TRY IT> Copy out each record that follows exactly, and omit any picture you find.

DATA PROVIDED>
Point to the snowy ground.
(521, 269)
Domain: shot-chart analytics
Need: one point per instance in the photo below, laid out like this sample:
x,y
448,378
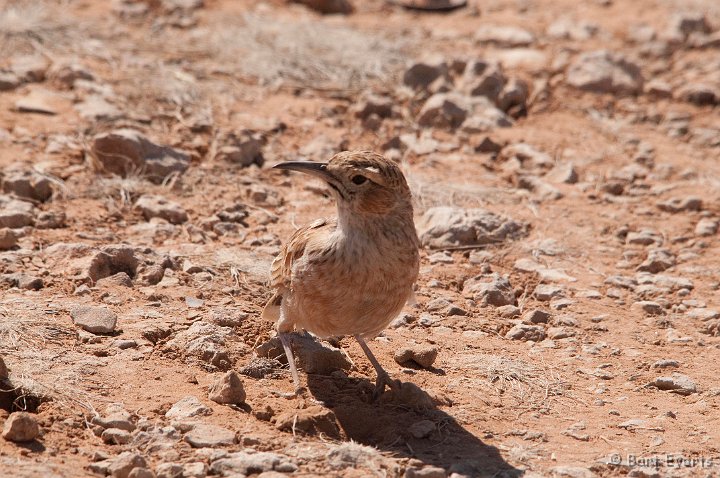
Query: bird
x,y
351,274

ANSWER SPACE>
Point to the snowy ground.
(521, 269)
Domain: shot-chart analytics
Need: one point per instance in the photo below, laid out like this sample:
x,y
448,378
Query: bird
x,y
351,274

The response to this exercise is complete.